BEGIN Material for the task
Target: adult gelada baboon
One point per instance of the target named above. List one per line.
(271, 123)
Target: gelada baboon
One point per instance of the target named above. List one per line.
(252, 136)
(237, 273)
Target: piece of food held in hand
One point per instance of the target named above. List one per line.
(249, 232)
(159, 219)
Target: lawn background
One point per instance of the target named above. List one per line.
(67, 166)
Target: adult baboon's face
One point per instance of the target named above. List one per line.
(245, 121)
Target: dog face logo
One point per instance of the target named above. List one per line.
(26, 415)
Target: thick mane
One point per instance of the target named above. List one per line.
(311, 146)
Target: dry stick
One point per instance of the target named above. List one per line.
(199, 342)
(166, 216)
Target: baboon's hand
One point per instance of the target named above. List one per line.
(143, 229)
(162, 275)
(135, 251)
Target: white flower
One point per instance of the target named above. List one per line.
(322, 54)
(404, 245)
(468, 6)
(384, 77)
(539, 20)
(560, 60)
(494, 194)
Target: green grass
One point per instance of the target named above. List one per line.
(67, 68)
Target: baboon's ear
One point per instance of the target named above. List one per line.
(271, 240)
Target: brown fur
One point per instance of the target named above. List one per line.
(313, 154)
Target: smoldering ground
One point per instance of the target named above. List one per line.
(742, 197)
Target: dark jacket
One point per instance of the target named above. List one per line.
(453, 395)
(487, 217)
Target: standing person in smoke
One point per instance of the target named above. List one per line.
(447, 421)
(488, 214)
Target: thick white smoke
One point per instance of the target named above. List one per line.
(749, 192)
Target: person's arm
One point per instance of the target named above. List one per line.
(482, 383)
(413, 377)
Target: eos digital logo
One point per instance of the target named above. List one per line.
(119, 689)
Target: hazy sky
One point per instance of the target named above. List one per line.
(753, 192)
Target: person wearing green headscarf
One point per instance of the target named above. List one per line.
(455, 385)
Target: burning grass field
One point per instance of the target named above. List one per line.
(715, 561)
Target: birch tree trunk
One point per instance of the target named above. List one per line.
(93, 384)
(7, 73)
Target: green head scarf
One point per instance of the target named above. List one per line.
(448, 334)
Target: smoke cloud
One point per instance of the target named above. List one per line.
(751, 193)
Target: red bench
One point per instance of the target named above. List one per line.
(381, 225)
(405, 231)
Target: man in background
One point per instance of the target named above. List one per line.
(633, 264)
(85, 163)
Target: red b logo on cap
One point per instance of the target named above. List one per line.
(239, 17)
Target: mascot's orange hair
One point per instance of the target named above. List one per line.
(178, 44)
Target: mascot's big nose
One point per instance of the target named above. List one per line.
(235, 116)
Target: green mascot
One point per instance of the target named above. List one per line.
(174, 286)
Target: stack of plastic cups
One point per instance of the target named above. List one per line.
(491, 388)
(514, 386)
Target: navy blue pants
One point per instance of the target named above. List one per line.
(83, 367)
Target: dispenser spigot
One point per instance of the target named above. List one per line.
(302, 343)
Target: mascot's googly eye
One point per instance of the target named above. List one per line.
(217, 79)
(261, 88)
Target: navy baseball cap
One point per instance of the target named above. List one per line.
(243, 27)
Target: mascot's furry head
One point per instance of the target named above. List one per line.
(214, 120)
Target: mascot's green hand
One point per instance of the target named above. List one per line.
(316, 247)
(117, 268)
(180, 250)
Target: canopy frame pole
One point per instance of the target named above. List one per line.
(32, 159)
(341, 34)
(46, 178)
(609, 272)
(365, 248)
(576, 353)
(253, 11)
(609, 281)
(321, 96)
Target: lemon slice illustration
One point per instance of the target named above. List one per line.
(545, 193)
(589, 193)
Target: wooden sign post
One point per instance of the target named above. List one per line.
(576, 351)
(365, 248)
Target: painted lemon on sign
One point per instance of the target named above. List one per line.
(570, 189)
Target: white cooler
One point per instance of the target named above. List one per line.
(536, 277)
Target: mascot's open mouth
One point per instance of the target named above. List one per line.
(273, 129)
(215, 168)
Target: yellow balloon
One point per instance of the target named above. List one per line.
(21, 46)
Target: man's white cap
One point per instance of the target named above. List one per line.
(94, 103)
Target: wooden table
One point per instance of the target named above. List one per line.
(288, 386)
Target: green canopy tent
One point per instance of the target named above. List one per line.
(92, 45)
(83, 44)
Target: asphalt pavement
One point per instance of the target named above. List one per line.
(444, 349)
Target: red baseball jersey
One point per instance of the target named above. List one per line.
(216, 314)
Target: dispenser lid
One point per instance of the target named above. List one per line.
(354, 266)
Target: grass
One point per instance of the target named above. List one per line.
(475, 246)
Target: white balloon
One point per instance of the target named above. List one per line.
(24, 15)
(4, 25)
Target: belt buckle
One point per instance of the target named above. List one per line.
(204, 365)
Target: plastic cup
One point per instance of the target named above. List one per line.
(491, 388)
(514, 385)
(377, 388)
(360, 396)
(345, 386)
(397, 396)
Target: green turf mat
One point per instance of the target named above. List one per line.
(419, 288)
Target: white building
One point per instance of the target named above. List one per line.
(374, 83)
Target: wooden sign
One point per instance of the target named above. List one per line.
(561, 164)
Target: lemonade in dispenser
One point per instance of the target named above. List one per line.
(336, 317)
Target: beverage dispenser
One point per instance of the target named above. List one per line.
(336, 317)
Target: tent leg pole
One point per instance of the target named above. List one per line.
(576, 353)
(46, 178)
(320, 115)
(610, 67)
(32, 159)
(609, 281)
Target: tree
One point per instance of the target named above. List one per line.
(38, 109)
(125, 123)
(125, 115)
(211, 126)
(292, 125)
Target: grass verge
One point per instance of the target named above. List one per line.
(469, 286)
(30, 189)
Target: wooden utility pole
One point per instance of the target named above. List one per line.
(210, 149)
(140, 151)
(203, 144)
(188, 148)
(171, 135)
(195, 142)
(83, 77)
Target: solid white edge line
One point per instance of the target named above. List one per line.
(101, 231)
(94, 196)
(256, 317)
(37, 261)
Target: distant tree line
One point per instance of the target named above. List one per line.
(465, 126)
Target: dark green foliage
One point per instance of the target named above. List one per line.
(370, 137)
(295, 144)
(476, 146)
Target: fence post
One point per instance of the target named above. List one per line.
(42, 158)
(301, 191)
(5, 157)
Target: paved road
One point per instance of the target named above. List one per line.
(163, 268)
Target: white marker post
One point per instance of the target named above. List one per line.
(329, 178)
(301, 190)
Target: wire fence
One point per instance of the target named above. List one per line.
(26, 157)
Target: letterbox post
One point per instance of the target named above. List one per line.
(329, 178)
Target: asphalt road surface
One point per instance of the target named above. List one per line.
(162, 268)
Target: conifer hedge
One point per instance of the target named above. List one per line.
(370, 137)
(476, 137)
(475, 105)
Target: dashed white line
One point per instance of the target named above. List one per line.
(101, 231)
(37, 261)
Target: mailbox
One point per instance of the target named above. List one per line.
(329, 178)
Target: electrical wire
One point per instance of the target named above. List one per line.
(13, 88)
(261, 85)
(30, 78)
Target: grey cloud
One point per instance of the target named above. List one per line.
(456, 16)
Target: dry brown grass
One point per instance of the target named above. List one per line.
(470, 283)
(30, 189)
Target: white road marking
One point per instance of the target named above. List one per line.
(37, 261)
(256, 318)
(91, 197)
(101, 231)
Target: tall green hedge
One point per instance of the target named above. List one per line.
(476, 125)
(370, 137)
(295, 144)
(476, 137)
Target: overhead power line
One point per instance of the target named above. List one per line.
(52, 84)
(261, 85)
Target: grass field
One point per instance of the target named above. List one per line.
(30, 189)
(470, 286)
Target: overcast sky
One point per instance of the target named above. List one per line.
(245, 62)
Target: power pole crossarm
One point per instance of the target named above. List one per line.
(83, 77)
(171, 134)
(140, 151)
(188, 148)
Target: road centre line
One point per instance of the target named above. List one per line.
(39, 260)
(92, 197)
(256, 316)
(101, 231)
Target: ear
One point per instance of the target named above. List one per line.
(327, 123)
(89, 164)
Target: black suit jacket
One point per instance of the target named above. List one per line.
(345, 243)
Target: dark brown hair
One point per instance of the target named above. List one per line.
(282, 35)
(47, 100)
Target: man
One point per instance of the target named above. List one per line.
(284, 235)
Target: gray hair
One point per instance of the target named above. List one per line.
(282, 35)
END Material for the task
Only lines holding the word "mascot" are wanted; list them all from the material.

Target: mascot's orange hair
Target: mascot's big nose
Target: green mascot
Target: mascot's googly eye
Target: mascot's furry head
Target: mascot's green hand
Target: mascot's open mouth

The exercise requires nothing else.